Required task: Reproduce the rows below, substituting "marker" for "pin" wherever it appears and changing nothing else. Omit the pictures from your answer.

# Dataset extract start

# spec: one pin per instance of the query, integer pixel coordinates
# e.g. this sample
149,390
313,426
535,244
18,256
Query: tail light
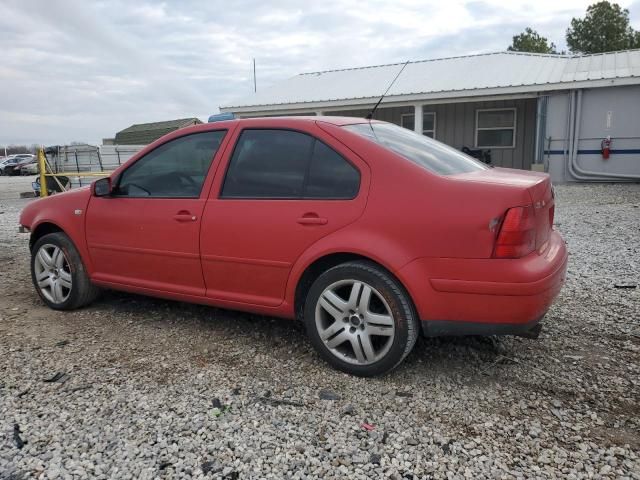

# Dataset extract end

Answer:
# spec: one marker per instance of the query, integer pixel coordinates
# e.g. this sample
149,390
313,426
535,244
18,256
Query: tail light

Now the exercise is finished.